▸ **OBJECTIFS**:
A – Répondez à ces questions sur l'extrait sur la révolte des étudiants :
(i) Quelle phrase Marx prononçait-il au sujet du marxisme que l'on a connu en France il y a dix ans ?
(ii) Dans quelles villes Bebel a-t-il tenu deux réunions ?
(iii) Qui a interdit la réunion de Berlin ?
B – Reproduisez fidèlement le passage de l'extrait sur la révolte des étudiants qui va de « Ces braves gens » jusqu'à « MM. les étudiants. » inclus.

== EXTRAIT DU DOCUMENT ==

Il y a eu une révolte d'étudiants dans le parti allemand. Depuis deux-trois ans, une foule d'étudiants, de littérateurs et d'autres jeunes bourgeois déclassés a afflué au parti, arrivant juste à temps pour occuper la plupart des places de rédacteurs dans les nouveaux journaux qui pullulent, et, comme d'habitude, ils considèrent l'université bourgeoise comme une école de Saint-Cyr socialiste qui leur donne le droit d'entrer dans les rangs du parti ouvrier avec un brevet d'officier, sinon de général. Ces messieurs font tous du marxisme, mais de la sorte que vous avez connue en France il y a dix ans et dont Marx disait : « Tout ce que je sais c'est que je ne suis pas marxiste, moi ! » Et probablement il dirait de ces messieurs ce que Heine disait de ses imitateurs : j'ai semé des dragons et j'ai récolté des puces.
Ces braves gens dont l'impuissance n'est égalée que par leur arrogance, ont trouvé un soutien dans les nouvelles recrues du parti à Berlin - le berlinisme spécifique, fait de toupet, lâcheté, rodomontades, bagout, tout à la fois, paraît être pour un moment remonté à la surface; c'était le chorus de MM. les étudiants.
Ils ont attaqué les députés sans motifs sérieux, et personne ne pouvait s'expliquer cette soudaine explosion : les députés, ou leur majorité, ne faisaient pas assez cas de ces petits gredins. Il est vrai que Liebknecht a mené la polémique, au nom des députés et du comité central, avec une rare maladresse, Mais voilà Bebel, qui était le principal point de mire et qui, dans deux réunions, à Dresde et Magdebourg met à la raison deux de leurs journaux; la réunion de Berlin fut interdite par la police qui en cachette poussait ou faisait pousser en avant l'opposition. Mais c'en est terminé à présent, et le congrès n'aura plus à s'occuper de tout cela. Ce petit incident a eu pour effet salutaire de mettre en évidence l'impossibilité de donner aux Berlinois le rôle de leaders. Encore s'ils étaient Parisiens - mais nous en avons assez et trop, déjà avec vos Parisiens.

===
== ENREGISTREMENTS FOURNIS ==

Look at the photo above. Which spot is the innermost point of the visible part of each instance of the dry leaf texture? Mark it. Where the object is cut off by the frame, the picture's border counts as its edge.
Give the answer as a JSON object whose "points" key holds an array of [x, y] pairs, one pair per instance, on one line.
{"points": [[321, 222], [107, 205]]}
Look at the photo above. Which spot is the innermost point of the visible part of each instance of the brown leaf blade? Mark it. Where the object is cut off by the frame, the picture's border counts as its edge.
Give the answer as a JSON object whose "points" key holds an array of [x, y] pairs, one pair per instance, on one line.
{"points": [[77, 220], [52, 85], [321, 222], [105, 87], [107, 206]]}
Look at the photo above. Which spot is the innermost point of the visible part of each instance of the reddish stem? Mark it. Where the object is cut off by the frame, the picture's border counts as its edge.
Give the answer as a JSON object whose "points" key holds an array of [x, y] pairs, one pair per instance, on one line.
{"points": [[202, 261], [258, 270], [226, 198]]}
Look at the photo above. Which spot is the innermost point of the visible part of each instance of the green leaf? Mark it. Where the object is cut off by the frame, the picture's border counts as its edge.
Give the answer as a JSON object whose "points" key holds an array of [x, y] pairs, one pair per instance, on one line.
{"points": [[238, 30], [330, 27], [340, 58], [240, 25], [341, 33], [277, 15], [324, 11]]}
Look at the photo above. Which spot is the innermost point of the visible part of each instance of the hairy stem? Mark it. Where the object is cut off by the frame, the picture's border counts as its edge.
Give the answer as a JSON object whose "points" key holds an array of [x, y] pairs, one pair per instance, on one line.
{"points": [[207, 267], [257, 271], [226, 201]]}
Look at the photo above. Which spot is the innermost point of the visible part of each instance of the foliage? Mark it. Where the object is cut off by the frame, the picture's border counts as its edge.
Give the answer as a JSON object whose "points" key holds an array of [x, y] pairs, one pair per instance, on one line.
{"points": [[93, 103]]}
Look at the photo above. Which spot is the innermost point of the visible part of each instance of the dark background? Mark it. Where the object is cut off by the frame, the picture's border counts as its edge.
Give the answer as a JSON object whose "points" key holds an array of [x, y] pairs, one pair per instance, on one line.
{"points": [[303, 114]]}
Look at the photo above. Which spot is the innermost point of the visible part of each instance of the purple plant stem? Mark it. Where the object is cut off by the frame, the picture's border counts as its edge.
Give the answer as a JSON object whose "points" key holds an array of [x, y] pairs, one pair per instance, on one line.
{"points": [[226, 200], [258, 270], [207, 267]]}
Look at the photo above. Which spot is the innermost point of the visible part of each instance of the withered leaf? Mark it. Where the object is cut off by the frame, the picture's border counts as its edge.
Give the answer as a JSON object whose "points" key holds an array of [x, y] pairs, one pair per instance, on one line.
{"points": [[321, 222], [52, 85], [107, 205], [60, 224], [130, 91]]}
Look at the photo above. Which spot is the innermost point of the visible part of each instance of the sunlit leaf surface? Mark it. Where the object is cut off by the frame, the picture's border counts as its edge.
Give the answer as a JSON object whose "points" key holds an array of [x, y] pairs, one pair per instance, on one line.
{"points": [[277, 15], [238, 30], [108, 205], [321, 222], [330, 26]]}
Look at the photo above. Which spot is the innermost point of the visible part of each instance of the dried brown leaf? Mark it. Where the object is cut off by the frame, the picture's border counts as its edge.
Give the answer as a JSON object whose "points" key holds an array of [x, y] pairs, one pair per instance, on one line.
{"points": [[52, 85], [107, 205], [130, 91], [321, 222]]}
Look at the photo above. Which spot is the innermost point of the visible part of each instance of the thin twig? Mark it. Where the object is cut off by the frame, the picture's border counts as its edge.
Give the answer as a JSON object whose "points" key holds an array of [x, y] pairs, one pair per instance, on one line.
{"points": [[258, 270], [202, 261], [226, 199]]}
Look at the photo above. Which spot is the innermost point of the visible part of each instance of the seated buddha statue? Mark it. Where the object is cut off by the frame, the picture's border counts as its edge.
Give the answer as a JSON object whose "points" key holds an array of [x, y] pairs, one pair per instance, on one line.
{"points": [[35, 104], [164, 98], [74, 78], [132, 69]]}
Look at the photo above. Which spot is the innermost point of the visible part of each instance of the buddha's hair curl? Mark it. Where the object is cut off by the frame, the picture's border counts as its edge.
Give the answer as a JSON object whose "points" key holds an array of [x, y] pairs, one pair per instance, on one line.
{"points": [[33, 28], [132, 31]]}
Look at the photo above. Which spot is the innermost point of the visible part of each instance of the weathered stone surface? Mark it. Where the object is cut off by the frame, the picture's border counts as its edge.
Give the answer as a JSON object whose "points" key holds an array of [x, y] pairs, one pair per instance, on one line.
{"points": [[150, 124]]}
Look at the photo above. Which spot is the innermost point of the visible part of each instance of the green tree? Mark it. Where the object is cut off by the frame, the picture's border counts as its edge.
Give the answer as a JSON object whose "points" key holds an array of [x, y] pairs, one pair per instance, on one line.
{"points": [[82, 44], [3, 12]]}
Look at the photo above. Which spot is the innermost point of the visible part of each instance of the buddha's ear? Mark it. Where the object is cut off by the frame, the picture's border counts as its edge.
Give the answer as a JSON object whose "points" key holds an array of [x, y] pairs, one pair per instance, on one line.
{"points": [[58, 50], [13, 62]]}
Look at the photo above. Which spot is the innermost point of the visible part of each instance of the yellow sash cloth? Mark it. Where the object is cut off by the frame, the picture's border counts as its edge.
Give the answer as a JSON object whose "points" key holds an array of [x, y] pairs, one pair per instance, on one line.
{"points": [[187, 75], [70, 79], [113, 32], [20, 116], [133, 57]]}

===

▸ **RÉSULTATS OBTENUS**:
A –
(i) « Tout ce que je sais c'est que je ne suis pas marxiste, moi ! »
(ii) À Dresde et à Magdebourg.
(iii) La police.

B –
Ces braves gens dont l'impuissance n'est égalée que par leur arrogance, ont trouvé un soutien dans les nouvelles recrues du parti à Berlin - le berlinisme spécifique, fait de toupet, lâcheté, rodomontades, bagout, tout à la fois, paraît être pour un moment remonté à la surface; c'était le chorus de MM. les étudiants.